- **Problem requirements**:
Print the data exactly as it is given, please.

** Begin Dataset entries **

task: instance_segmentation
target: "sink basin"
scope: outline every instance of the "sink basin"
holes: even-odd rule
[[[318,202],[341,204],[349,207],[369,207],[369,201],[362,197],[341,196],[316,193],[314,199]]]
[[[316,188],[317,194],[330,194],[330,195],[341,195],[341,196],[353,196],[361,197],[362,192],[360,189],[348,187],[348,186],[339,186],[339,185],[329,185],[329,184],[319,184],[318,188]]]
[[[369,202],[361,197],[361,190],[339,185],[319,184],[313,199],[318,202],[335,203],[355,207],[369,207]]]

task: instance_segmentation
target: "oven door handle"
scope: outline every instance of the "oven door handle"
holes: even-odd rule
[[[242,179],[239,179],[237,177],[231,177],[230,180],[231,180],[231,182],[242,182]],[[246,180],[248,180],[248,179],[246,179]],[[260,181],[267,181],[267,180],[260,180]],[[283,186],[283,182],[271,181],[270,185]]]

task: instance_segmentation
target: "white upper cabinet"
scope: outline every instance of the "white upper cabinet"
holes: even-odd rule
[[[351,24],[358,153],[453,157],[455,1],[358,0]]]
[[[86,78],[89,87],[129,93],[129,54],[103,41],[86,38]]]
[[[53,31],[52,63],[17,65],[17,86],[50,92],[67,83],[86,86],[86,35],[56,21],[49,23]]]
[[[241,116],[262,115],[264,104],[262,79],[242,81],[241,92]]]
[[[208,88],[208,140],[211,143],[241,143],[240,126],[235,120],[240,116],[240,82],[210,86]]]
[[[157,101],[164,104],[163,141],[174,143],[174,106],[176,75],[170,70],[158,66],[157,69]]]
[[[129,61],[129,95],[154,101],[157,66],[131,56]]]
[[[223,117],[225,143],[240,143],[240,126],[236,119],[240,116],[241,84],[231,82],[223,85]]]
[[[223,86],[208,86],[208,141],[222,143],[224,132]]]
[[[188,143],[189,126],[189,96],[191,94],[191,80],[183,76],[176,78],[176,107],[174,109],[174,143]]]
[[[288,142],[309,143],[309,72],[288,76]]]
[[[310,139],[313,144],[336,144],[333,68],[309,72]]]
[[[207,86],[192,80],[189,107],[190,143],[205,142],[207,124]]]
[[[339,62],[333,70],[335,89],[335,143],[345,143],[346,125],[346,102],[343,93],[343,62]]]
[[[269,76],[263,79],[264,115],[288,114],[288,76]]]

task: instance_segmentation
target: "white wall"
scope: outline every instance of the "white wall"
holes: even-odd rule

** End Dataset entries **

- **Problem solution**:
task: instance_segmentation
target: "sink basin"
scope: outline every instance of the "sink basin"
holes: even-odd rule
[[[318,202],[341,204],[349,207],[369,207],[369,201],[362,197],[341,196],[316,193],[314,199]]]
[[[316,188],[317,194],[330,194],[330,195],[341,195],[341,196],[353,196],[361,197],[362,192],[360,189],[348,187],[348,186],[339,186],[339,185],[329,185],[329,184],[319,184],[318,188]]]
[[[369,202],[361,197],[361,190],[339,185],[319,184],[313,199],[318,202],[335,203],[355,207],[369,207]]]

task: instance_segmentation
target: "oven door handle"
scope: outline every instance of the "oven door handle"
holes: even-odd rule
[[[242,179],[239,179],[237,177],[231,177],[230,180],[231,180],[231,182],[242,182]],[[246,180],[248,180],[248,179],[246,179]],[[260,181],[267,181],[267,180],[260,180]],[[283,186],[283,182],[271,181],[270,185]]]

task: instance_segmentation
target: "white upper cabinet"
scope: outline every instance of the "white upper cabinet"
holes: even-odd rule
[[[351,24],[358,153],[453,157],[455,1],[358,0]]]
[[[86,78],[89,87],[129,93],[129,54],[103,41],[86,38]]]
[[[53,31],[52,63],[17,65],[17,86],[50,92],[67,83],[86,86],[86,35],[56,21],[49,23]]]
[[[241,116],[262,115],[264,104],[262,79],[242,81],[241,92]]]
[[[208,88],[208,140],[211,143],[241,143],[240,126],[235,120],[240,116],[240,82],[210,86]]]
[[[157,101],[164,104],[163,141],[174,143],[174,106],[176,75],[170,70],[158,66],[157,69]]]
[[[129,61],[129,95],[154,101],[157,66],[131,56]]]
[[[223,117],[225,143],[240,143],[240,126],[236,119],[240,116],[241,84],[231,82],[223,85]]]
[[[223,86],[208,86],[208,141],[222,143],[224,132]]]
[[[188,143],[189,126],[189,96],[191,94],[191,80],[183,76],[176,78],[176,107],[174,109],[174,143]]]
[[[288,142],[309,143],[309,72],[288,76]]]
[[[310,139],[313,144],[336,144],[333,68],[309,72]]]
[[[207,86],[192,80],[189,107],[190,143],[205,142],[207,124]]]
[[[339,62],[333,70],[335,89],[335,143],[345,143],[346,125],[346,102],[343,93],[343,62]]]
[[[269,76],[263,79],[264,115],[288,114],[288,76]]]

task: instance_segmentation
target: "white wall"
scope: outline every instance of the "white wall"
holes: even-odd rule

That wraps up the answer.